------ Supplied records ------

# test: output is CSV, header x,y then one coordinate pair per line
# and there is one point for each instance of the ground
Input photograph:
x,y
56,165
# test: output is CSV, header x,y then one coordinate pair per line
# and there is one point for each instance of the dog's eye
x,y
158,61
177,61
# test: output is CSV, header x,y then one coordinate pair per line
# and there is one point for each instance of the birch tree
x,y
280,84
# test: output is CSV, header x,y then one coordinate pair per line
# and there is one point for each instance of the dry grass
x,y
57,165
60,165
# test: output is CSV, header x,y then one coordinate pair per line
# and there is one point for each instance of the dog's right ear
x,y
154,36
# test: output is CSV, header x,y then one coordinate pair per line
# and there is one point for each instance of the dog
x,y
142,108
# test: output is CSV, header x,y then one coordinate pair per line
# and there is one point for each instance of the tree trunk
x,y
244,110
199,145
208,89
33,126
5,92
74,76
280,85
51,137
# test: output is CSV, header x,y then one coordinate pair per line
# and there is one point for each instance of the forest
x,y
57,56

------
------ Supplied records ------

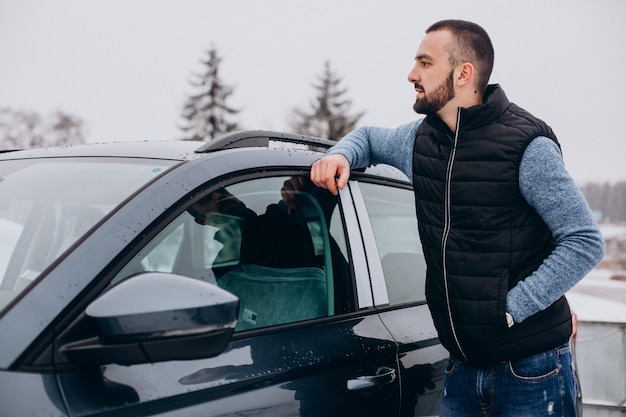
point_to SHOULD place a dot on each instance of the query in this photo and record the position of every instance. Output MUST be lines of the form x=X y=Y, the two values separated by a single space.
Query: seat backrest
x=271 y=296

------

## Objective
Find each line in the items above that contains the string "tree" and copy those lines out in full.

## Correct result
# and there is one point for each instance of the birch tree
# and there is one point for each instance of the tree trunk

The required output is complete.